Exercise requirements
Continue the essay on authenticity and identity in Singapore's Hip Hop and breaking scene, picking up right after its last sentence.

Document excerpt
--*--
In a discussion of identity and authenticity, it feels the “realest” to me to write from a self-examined perspective. To begin questioning my own authenticity, I must first understand how much of my identity as a “person” has been influenced by my formative Hip Hop experiences growing up as a “dancer”, how much of it has been contextualised by my understanding of the world, and how “real” I have been towards embodying my supposed “identity.”

 

It’s unfortunate to admit that this essay is unfinished - in a sense - as I am only able to discuss briefly the concepts of identity and authenticity in Hip Hop and breaking in Singapore from the perspective of a young Singaporean growing up in the local breaking scene, who is now questioning his place in the culture. Whilst still underdeveloped, this essay lives as a precursor towards my future works in uncovering further questions on authenticity and identity in the Singapore Hip Hop scene; maybe towards a day in the future when we can all finally say - with confidence - that This Dance Is Really Our Own.

Real Recognises Real

“Instead of flow for flow let's go show for show

Toe for toe, yo, you better act like you know

Too many MC's take that word 'emcee' lightly

They can't Move a Crowd, not even slightly”

MC’s Act Like They Don’t Know, KRS One

“Real recognises real”, or in other words, only those that know themselves to be “authentic” and “genuine” are able to recognise others that hold the same “realness”. It is a curiously resonant state that the Hip Hop community has structured for itself, where this recognition defines the person that you become.

 

I often wonder how much of myself was decided by someone else, and if the culture that I grew up in influenced me to become someone that I was originally not meant to be.
 

As I was growing up, there seemed to be some mutual sense of recognition towards the B-Boys that were “real” and those that were not. The “realest” were often the ones that were constantly representing, and putting themselves out there in the battle. It seemed to me that they had reached a level beyond, going past the need to prove themselves extrinsically, and had found an intrinsic sense of identity via their dance. We all seem to have an inner radar for what is authentic, but how do we navigate our Identities in relation to this?

 

I remember trying to mimic people that I thought were “real” when I was younger, I wanted to mould my identity according to them. From the clothes I wore, to specific mannerisms, much of it was learnt by following the older dancers in the Hip Hop community that I looked up to. But how authentic is that really? I feel like I spent so much of my time when I was growing up trying to prove myself as real, that I never understood what was real for me.

 

I think the reason why we are able to recognise those that are “real” and authentic, doesn’t stem purely from moves or an external showcasing of one’s “realness”. It’s because we see a vulnerability, the path that someone took to get to that state of authenticity. They have gone further, they’ve adapted the moves that were passed down and resisted the need to prove themselves extrinsically.

 

Even with close to ten years of breaking and dancing with the Hip Hop community, it’s no wonder that the question of whether this dance is really my own came about. I’ve not taken a path where I had to “prove my authenticity” or allowed myself to be vulnerable within my dance. I’ve never staked my claim and ownership of this dance like the “realest” B-Boys I watched growing up. There’s no way I could recognise myself as real.
--*--
Given records
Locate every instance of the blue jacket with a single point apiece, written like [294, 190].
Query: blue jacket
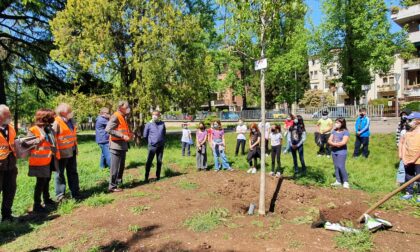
[101, 135]
[363, 126]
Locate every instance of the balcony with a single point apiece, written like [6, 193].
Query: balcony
[405, 15]
[412, 64]
[387, 88]
[414, 36]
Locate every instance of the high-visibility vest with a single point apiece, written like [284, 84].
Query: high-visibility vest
[6, 147]
[122, 127]
[42, 154]
[66, 138]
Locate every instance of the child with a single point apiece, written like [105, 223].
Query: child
[254, 148]
[275, 138]
[186, 139]
[338, 142]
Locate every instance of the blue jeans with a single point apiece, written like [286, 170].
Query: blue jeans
[401, 173]
[301, 157]
[220, 153]
[105, 160]
[340, 167]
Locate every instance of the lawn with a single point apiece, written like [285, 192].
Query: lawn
[375, 175]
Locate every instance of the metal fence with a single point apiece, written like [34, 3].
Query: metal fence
[376, 111]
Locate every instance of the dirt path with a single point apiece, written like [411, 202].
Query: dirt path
[168, 203]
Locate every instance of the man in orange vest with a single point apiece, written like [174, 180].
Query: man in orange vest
[65, 128]
[120, 134]
[8, 169]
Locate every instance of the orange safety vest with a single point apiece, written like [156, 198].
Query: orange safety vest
[42, 154]
[66, 138]
[122, 127]
[7, 146]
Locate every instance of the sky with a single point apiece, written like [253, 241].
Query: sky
[315, 12]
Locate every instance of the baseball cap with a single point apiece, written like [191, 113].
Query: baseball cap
[414, 115]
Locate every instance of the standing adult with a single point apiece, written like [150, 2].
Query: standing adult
[362, 128]
[296, 138]
[240, 137]
[8, 169]
[155, 133]
[338, 142]
[410, 153]
[102, 137]
[254, 148]
[266, 129]
[120, 134]
[324, 127]
[65, 128]
[201, 143]
[43, 159]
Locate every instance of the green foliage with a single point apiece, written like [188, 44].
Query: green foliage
[98, 200]
[205, 222]
[317, 98]
[355, 242]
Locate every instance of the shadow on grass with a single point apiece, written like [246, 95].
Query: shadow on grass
[9, 231]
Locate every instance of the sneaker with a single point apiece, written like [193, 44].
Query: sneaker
[336, 183]
[407, 197]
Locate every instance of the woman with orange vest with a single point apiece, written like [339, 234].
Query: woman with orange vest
[43, 157]
[8, 169]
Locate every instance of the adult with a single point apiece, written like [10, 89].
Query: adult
[43, 158]
[324, 127]
[218, 144]
[254, 148]
[296, 138]
[102, 137]
[266, 129]
[362, 128]
[65, 128]
[201, 143]
[120, 134]
[338, 142]
[155, 133]
[8, 169]
[410, 153]
[240, 137]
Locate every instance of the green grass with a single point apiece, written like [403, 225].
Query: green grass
[355, 242]
[207, 221]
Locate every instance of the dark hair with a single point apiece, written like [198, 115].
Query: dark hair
[253, 126]
[342, 120]
[44, 117]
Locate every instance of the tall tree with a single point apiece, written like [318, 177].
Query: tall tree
[356, 33]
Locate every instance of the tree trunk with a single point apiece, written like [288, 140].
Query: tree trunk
[2, 85]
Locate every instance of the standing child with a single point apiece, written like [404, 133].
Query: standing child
[254, 148]
[186, 139]
[338, 142]
[275, 138]
[201, 143]
[296, 138]
[218, 145]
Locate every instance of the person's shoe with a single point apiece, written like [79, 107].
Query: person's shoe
[112, 190]
[336, 183]
[407, 197]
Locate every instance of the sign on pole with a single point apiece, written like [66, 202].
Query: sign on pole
[261, 64]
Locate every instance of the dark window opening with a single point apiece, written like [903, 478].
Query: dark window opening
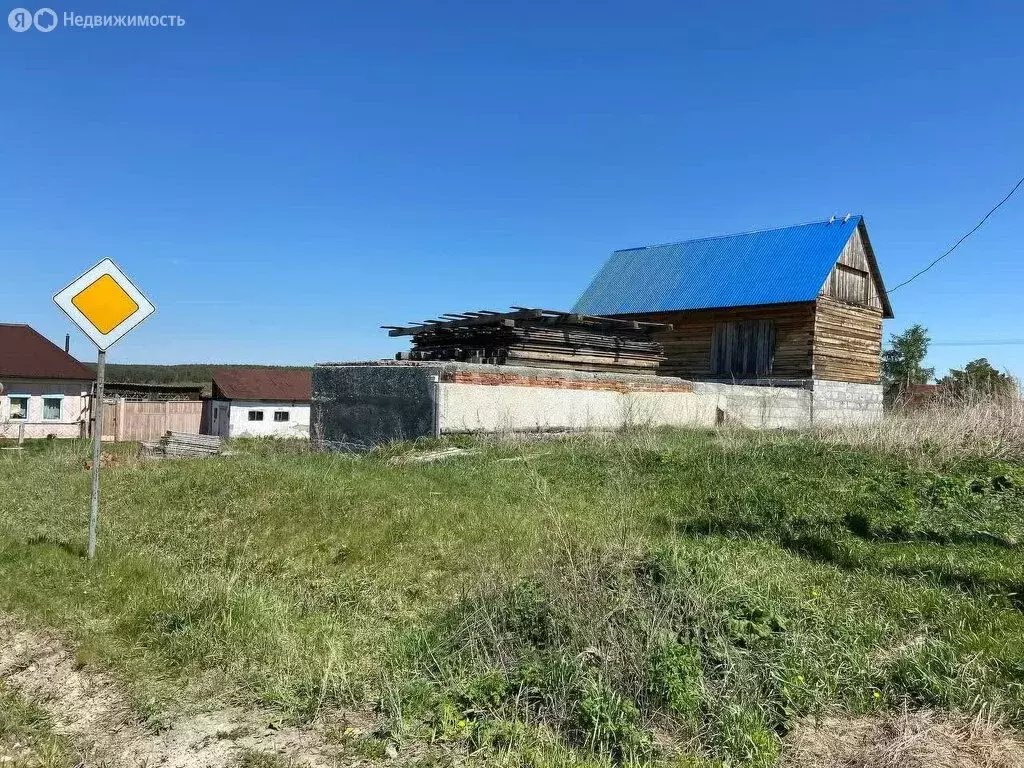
[850, 284]
[742, 349]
--*--
Task answer
I think somewhere, within every single member of the breaking community, is a little bit of imposter syndrome. The ones that are the most “real” are the ones that put themselves out there despite that. I think that’s why “real recognises real” is real, it’s because we all hold little truths and different pieces of our individual authenticity. Hip Hop propagates this by nurturing our individuality and puts us in a position ready for expression, to which other people can connect to from their own sense of authenticity.

 

Looking back on when I was growing up and struggling to find a place of belonging, I realise now that it was important to have had that experience of mimicking those that I felt were authentic. Without this I would never have began doubting my identity and owning my own truth. If to be “real” one is required to walk down a path of vulnerability and share that with others, I’d argue that in order to maintain a sense of an authentic identity in the long-term (in other words, to “keep it real”), one needs to go through a continual cycle of doubt and affirmation, over and over again. To be able to question ourselves, our individual truths and to doubt, change and grow. That seems to me like the realest “real” there is.

Growing Up With Breaking

“It’s bigger than religion, Hip Hop.
It’s bigger than my n****, Hip Hop.
It’s bigger than the government.
This one is the healer, Hip Hop.”


The Healer, Erykah Badu

It seems inconceivable to have navigated adolescence without breaking; to have been able to physically exercise much of the frustration that came along with growing up and discovering the world around me, and to fit myself into a bunch of other kids that were doing the same was much needed.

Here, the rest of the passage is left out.